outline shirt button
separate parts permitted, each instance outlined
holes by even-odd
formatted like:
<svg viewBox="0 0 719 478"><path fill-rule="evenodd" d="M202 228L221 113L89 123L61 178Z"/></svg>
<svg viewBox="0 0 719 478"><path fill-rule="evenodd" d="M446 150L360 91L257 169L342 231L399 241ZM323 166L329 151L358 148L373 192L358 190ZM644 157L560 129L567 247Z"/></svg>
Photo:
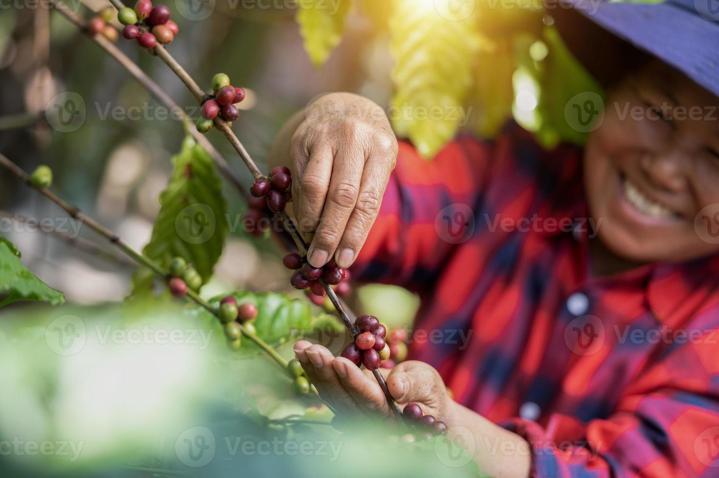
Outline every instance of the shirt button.
<svg viewBox="0 0 719 478"><path fill-rule="evenodd" d="M519 416L524 420L536 421L541 415L541 409L534 402L525 402L519 408Z"/></svg>
<svg viewBox="0 0 719 478"><path fill-rule="evenodd" d="M575 292L567 299L567 310L572 316L583 316L589 310L589 298L581 292Z"/></svg>

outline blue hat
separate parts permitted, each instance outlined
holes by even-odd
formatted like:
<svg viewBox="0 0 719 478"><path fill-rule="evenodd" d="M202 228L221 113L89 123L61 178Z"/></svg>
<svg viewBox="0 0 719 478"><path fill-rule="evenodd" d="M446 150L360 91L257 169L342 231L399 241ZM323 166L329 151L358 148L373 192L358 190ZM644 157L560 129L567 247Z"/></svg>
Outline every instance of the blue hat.
<svg viewBox="0 0 719 478"><path fill-rule="evenodd" d="M562 1L719 96L719 0L667 0L654 4ZM583 41L592 39L585 37Z"/></svg>

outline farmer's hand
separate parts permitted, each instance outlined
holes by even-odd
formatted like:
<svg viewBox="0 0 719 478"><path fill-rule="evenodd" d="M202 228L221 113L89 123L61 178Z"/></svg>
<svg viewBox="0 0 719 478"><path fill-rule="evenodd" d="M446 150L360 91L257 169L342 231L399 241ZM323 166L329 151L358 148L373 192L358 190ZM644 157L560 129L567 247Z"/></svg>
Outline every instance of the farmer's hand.
<svg viewBox="0 0 719 478"><path fill-rule="evenodd" d="M322 96L283 129L270 166L292 170L295 219L311 242L308 260L354 262L377 218L397 160L384 111L346 93Z"/></svg>

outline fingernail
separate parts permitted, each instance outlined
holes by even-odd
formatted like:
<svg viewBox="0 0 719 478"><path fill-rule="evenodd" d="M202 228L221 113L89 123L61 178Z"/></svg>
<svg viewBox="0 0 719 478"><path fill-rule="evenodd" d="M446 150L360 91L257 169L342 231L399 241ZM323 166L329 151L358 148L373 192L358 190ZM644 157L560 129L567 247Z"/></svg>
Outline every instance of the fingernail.
<svg viewBox="0 0 719 478"><path fill-rule="evenodd" d="M319 368L322 367L322 357L320 357L319 352L315 351L314 350L308 350L307 357L310 358L310 362L312 364Z"/></svg>
<svg viewBox="0 0 719 478"><path fill-rule="evenodd" d="M315 267L321 267L327 262L327 251L316 249L310 254L309 262Z"/></svg>
<svg viewBox="0 0 719 478"><path fill-rule="evenodd" d="M339 257L337 258L337 265L340 267L349 267L352 265L352 260L354 259L354 251L351 249L342 249L342 252L339 253Z"/></svg>
<svg viewBox="0 0 719 478"><path fill-rule="evenodd" d="M332 362L332 365L334 366L334 371L337 372L337 374L344 378L347 376L347 367L344 367L344 364L341 362L334 360Z"/></svg>

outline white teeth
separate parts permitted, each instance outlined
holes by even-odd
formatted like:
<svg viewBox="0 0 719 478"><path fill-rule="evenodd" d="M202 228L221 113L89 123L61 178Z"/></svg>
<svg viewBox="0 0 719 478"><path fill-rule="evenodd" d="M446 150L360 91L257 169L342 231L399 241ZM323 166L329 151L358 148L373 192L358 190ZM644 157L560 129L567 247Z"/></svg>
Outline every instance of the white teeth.
<svg viewBox="0 0 719 478"><path fill-rule="evenodd" d="M672 216L672 211L644 196L628 179L624 179L624 194L632 206L656 219Z"/></svg>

JOB: Extract the full listing above verbatim; pictures are to be left out of the copy.

REPLY TO THE TASK:
outline shirt button
separate parts permitted, each instance outlined
holes by even-odd
formatted like:
<svg viewBox="0 0 719 478"><path fill-rule="evenodd" d="M202 228L221 113L89 123L61 178Z"/></svg>
<svg viewBox="0 0 719 478"><path fill-rule="evenodd" d="M446 150L360 91L257 169L342 231L399 241ZM323 166L329 151L358 148L373 192L358 190ZM644 157L560 129L567 247Z"/></svg>
Photo:
Outline every instance of the shirt button.
<svg viewBox="0 0 719 478"><path fill-rule="evenodd" d="M519 416L524 420L536 421L541 415L541 409L534 402L525 402L519 408Z"/></svg>
<svg viewBox="0 0 719 478"><path fill-rule="evenodd" d="M575 292L567 299L567 310L572 316L583 316L589 310L589 298L581 292Z"/></svg>

outline blue hat
separate parts permitted, each instance outlined
holes by even-odd
formatted like:
<svg viewBox="0 0 719 478"><path fill-rule="evenodd" d="M202 228L221 113L89 123L61 178Z"/></svg>
<svg viewBox="0 0 719 478"><path fill-rule="evenodd" d="M446 150L360 91L257 169L342 231L399 241ZM323 166L329 151L358 148L373 192L358 190ZM644 157L560 129L567 247Z"/></svg>
Outline every instance of the blue hat.
<svg viewBox="0 0 719 478"><path fill-rule="evenodd" d="M562 1L719 96L719 0L667 0L654 4ZM583 41L592 39L585 37Z"/></svg>

outline farmer's hand
separate parts permitted, each instance outlined
holes by even-odd
formatted like:
<svg viewBox="0 0 719 478"><path fill-rule="evenodd" d="M202 228L221 113L89 123L61 178Z"/></svg>
<svg viewBox="0 0 719 478"><path fill-rule="evenodd" d="M446 150L360 91L257 169L342 231L399 241ZM323 166L329 151L358 148L373 192L358 190ZM644 157L560 129L567 247Z"/></svg>
Outline every instance of the farmer's hand.
<svg viewBox="0 0 719 478"><path fill-rule="evenodd" d="M322 96L283 129L270 166L292 170L295 219L311 242L308 260L354 262L377 218L397 160L384 111L346 93Z"/></svg>

outline fingernail
separate parts permitted, each instance outlined
holes by even-odd
formatted like:
<svg viewBox="0 0 719 478"><path fill-rule="evenodd" d="M202 228L221 113L89 123L61 178Z"/></svg>
<svg viewBox="0 0 719 478"><path fill-rule="evenodd" d="M446 150L360 91L257 169L342 231L399 241ZM323 166L329 151L358 148L373 192L358 190ZM644 157L560 129L567 247Z"/></svg>
Outline every instance of the fingernail.
<svg viewBox="0 0 719 478"><path fill-rule="evenodd" d="M319 368L322 367L322 357L320 357L319 352L315 351L314 350L308 350L307 357L310 358L310 362L312 364Z"/></svg>
<svg viewBox="0 0 719 478"><path fill-rule="evenodd" d="M315 267L321 267L327 262L327 251L316 249L310 254L309 262Z"/></svg>
<svg viewBox="0 0 719 478"><path fill-rule="evenodd" d="M339 257L337 258L337 265L340 267L349 267L352 265L352 260L354 259L354 251L351 249L342 249L342 252L339 253Z"/></svg>
<svg viewBox="0 0 719 478"><path fill-rule="evenodd" d="M332 362L332 365L334 366L334 371L337 372L337 374L344 378L347 376L347 367L344 367L344 364L341 362L334 360Z"/></svg>

outline white teeth
separate parts permitted, each instance outlined
holes by even-odd
formatted like:
<svg viewBox="0 0 719 478"><path fill-rule="evenodd" d="M202 228L221 113L89 123L61 178Z"/></svg>
<svg viewBox="0 0 719 478"><path fill-rule="evenodd" d="M446 150L360 91L257 169L342 231L399 241ZM323 166L329 151L358 148L373 192L358 190ZM644 157L560 129L567 247Z"/></svg>
Outline every instance of the white teeth.
<svg viewBox="0 0 719 478"><path fill-rule="evenodd" d="M672 216L672 211L644 196L628 179L624 179L624 194L632 206L656 219Z"/></svg>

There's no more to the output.